╭─ Input data

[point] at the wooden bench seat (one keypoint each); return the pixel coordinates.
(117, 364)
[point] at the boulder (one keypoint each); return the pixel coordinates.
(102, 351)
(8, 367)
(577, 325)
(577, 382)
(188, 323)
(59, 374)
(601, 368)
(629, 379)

╰─

§ **Exercise**: Take the line that contains "[point] at the boulder" and each line after it down to the last of the records, and retype them exactly; add nothing else.

§ **The completed task**:
[point] at the boulder (one keypoint each); return the pixel coordinates.
(102, 351)
(8, 367)
(577, 325)
(577, 382)
(188, 323)
(59, 374)
(601, 368)
(629, 379)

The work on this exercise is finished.